**Passage shown**
============================================================

Abstract
Metabolomics has great potential in the development of new biomarkers in cancer. In this study, metabolomics and gene expression data from breast cancer tumor samples were analyzed, using (1) probabilistic graphical models to define associations using quantitative data without other a priori information; and (2) Flux Balance Analysis and flux activities to characterize differences in metabolic pathways. A metabolite network was built through the use of probabilistic graphical models. Interestingly, the metabolites were organized into metabolic pathways in this network, thus it was possible to establish differences between breast cancer subtypes at the metabolic pathway level. Additionally, the lipid metabolism node had prognostic value. A second network associating gene expression with metabolites was built. Associations were established between the biological functions of genes and the metabolites included in each node. A third network combined flux activities from Flux Balance Analysis and metabolomics data, showing coherence between the metabolic pathways of the flux activities and the metabolites in each branch. In this study, probabilistic graphical models were valuable for the functional analysis of metabolomics data from a functional point of view, allowing new hypotheses in metabolomics and associating metabolomics data with the patient’s clinical outcome.
Author summary Metabolomics is a promising technique to describe new biomarkers in cancer. In this study we proposed computational methods to manage this type of data and associate it with gene expression data. We also employed a metabolic computational model to compare predictions from this model with metabolomics measurements. Finally, we built predictors of relapse based on the integration of those high-dimensional data in breast cancer patients.
Introduction
Breast cancer is one of the most common malignancies, with 266,120 estimated new cases and 40,920 estimated deaths in the United States in 2018 [1]. In clinical practice, the expression of hormonal receptors and HER2 allows the classification of this disease into three groups: hormonal receptor-positive (ER+), HER2+ and triple negative (TNBC).
Metabolomics is the most recent-omics. It consists of measuring the entire set of metabolites present in a biological sample [2]. The most common techniques in metabolomics experiments are mass spectrometry-related methods, which are based on the mass/charge relationships of each metabolite or its fragments [3]. Metabolomics is a promising tool for the development of new biomarkers [4].

============================================================

**Supplied records**
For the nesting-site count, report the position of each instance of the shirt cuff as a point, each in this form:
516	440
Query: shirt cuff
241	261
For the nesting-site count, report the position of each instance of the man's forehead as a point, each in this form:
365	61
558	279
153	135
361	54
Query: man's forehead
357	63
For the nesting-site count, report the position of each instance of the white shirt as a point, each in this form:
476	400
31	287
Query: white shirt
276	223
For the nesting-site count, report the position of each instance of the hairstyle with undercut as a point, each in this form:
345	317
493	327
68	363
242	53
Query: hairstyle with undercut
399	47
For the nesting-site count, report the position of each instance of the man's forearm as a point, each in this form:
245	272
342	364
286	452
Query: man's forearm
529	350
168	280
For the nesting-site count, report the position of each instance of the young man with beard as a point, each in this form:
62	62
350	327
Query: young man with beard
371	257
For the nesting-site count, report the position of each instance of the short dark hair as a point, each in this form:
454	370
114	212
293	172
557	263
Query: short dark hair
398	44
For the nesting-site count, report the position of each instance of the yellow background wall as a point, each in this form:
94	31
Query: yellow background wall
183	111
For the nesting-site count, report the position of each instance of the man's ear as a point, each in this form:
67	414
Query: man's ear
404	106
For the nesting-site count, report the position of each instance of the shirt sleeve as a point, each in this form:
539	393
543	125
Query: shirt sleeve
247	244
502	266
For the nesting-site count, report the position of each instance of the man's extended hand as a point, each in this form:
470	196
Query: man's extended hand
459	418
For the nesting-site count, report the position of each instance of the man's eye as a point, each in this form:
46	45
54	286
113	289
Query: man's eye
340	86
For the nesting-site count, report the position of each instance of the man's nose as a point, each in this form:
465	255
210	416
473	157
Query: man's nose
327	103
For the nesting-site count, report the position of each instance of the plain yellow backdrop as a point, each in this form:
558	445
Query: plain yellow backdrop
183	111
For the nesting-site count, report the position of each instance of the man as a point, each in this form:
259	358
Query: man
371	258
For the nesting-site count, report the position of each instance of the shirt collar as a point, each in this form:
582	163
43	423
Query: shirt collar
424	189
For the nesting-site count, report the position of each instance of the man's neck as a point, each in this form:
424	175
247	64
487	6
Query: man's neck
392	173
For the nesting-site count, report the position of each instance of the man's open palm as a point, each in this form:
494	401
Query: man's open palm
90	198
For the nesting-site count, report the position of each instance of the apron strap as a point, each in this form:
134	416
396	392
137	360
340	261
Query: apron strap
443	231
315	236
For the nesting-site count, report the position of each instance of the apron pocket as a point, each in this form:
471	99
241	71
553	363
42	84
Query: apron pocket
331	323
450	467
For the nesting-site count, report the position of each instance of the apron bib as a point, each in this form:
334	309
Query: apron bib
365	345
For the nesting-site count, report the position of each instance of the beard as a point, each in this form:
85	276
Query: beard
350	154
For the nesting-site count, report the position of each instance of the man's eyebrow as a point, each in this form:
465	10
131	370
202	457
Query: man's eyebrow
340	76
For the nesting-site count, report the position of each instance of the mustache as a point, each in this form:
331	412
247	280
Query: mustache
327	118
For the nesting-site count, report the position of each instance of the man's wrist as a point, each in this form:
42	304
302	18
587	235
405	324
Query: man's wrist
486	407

============================================================

**What you have to do**
In the breast cancer metabolomics passage:
1. How many new breast cancer cases were estimated for the United States in 2018?
2. Which node had prognostic value?
3. Which methods are the most common in metabolomics experiments?
Draw only on the breast cancer metabolomics passage, not on the rows.

**Answer for this exercise**
1. 266,120
2. The lipid metabolism node
3. Mass spectrometry-related methods